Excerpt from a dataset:
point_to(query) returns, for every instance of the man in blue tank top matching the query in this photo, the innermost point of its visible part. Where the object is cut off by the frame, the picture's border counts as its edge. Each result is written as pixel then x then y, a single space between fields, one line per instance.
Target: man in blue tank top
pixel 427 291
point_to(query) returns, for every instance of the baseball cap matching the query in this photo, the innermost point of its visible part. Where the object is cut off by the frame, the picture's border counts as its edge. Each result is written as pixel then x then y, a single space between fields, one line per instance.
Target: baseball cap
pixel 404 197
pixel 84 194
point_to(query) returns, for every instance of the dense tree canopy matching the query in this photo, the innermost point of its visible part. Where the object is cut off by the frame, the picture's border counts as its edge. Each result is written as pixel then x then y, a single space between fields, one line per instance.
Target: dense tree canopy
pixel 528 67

= EXERCISE DESCRIPTION =
Reproduce the data word for word, starting at the very beginning and ending at the line that contains "pixel 427 291", with both ends included.

= SOLUTION BELOW =
point_to(query) returns, for every instance of the man in blue tank top matching the query in this photo, the innermost point of its visible part. Where the object is cut off by the frame, the picture's border counts as its edge. Each result is written as pixel then x then y, a single space between fields, one line per instance.
Target: man in blue tank top
pixel 427 291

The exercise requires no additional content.